• [What to do]:
A. List every physical difficulty that the article below about the student with cerebral palsy says he had as a baby or a child.
B. Extend the article below about the student with cerebral palsy, picking up after its last sentence.

Student with cerebral palsy launches book

Student Hitesh Ramchandani, 23, can run 2.4km in less than 11 minutes.

This is no easy feat, considering that he has cerebral palsy and is unable to control some of his muscles.

Thanks to his determination, family support and countless therapy and training sessions, he has not only ditched the wheelchair, but also represented Singapore at the Asian Paralympic Games.

His journey of grit and hard work is detailed in Better Than Normal, an autobiography that was launched yesterday.

Mr Ramchandani, who is pursuing a foundation degree in sports science at PSB Academy, said: "The best way to send out a message is through a book, and I hope my story will inspire people to motivate themselves."

A mistake made when Mr Ramchandani was delivered had left him with cerebral palsy.

As a baby, he could not crawl or lift his head. He also struggled to hold a bottle in his hands and stand upright as a child.

Still, his parents were determined to make sure that he would not be written off as disabled. Mr Ganesh Ramchandani, 53, the managing director of a coal mining company, said: "My wife was determined he would be normal. We would take him out to eat in public like other families, and she would not let others pity our son."

The younger Ramchandani, who has a younger sister, did not let his condition set him apart.

At Haig Boys' Primary School, he let go of the wheelchair, slowly going up the stairs to class by holding onto the railings.

• [Material provided]:

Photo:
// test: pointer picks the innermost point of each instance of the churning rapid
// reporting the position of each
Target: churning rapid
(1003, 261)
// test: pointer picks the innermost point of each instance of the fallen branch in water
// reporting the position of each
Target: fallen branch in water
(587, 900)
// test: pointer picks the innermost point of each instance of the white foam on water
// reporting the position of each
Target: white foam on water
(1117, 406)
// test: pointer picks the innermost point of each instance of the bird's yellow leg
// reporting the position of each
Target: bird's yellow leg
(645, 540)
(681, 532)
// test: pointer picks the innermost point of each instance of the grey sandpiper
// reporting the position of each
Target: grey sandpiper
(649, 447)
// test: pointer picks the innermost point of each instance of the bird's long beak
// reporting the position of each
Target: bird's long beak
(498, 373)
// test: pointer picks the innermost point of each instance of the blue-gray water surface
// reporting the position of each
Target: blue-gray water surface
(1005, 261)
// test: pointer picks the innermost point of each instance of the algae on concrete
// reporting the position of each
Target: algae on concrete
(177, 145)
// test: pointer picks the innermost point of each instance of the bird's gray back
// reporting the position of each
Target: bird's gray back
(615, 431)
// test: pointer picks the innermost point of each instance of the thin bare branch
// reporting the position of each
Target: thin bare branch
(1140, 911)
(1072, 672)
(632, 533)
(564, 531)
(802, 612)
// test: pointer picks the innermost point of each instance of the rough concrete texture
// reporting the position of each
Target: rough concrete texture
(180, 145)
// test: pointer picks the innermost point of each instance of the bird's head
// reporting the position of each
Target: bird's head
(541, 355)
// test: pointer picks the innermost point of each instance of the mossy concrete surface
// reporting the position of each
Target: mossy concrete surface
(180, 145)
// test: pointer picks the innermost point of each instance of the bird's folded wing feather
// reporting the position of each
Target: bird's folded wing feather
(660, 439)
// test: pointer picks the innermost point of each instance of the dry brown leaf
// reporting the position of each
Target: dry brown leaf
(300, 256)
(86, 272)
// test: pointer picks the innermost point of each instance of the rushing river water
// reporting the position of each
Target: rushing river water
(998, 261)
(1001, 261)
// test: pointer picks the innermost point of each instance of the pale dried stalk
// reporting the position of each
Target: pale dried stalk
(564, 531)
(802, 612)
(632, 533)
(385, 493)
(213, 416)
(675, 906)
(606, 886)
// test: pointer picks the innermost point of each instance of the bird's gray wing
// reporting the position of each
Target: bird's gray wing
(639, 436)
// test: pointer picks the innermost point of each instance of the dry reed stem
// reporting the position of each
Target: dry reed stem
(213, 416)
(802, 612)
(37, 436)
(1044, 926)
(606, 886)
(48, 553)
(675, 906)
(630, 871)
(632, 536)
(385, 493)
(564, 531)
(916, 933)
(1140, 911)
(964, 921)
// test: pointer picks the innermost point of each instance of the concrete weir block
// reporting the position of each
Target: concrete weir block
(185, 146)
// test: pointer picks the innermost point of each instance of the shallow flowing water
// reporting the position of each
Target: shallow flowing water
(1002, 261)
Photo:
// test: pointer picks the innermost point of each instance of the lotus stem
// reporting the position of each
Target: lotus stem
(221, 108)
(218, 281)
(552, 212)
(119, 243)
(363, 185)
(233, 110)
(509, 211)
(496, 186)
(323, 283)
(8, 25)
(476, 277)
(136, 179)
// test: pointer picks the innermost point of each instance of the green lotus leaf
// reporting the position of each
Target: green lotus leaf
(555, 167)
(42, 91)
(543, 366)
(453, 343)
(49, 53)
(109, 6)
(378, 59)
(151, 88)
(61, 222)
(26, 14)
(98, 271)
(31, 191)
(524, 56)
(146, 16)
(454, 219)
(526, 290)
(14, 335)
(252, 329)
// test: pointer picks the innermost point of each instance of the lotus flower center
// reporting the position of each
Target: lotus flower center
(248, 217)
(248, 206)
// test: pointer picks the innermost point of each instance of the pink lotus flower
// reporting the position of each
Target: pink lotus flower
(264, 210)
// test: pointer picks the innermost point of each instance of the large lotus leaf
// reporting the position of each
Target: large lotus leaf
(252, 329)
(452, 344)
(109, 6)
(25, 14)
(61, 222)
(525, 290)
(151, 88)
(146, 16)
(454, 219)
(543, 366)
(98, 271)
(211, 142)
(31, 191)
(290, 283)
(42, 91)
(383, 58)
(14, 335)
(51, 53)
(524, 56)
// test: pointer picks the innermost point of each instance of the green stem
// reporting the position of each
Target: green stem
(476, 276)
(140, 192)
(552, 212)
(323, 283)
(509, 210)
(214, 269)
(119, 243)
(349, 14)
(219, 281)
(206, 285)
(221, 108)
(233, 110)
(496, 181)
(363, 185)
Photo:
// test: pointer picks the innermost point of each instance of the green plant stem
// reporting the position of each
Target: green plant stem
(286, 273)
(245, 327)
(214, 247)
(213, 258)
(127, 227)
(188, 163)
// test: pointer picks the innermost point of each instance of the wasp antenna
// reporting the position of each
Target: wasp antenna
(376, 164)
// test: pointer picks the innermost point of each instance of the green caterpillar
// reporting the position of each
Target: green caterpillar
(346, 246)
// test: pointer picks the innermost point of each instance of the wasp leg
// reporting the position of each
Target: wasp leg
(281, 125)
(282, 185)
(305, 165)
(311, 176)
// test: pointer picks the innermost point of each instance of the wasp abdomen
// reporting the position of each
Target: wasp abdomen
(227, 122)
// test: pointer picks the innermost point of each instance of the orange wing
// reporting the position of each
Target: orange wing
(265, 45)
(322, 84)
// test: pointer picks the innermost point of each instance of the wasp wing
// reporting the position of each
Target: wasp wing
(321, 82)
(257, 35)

• [Outputs in order]:
A.
- Could not crawl
- Could not lift his head
- Struggled to hold a bottle in his hands
- Struggled to stand upright

B.
With therapy that helped build up his muscles, he could walk without crutches, albeit slowly.

At Anglo-Chinese School (Barker Road), he became more aware of his condition. "It was a time when my friends sometimes felt embarrassed about being with me, while others were starting to have girlfriends," he said.

It was during his teens that he took up kickboxing and football. He has since represented Singapore in football, at the 7th ASEAN Para Games in Myanmar and the Incheon Asian Para Games, both held last year.

Today, he gives regular motivational speeches at clubs like Toastmasters Club of Singapore.

While the book is a dream come true, he is not stopping at that. "I want to conquer my fear of public speaking and become an international motivational speaker next," he said.

His parents used to worry about what would happen to him. "But we're not worried already," his father said. "He's 100 per cent independent now."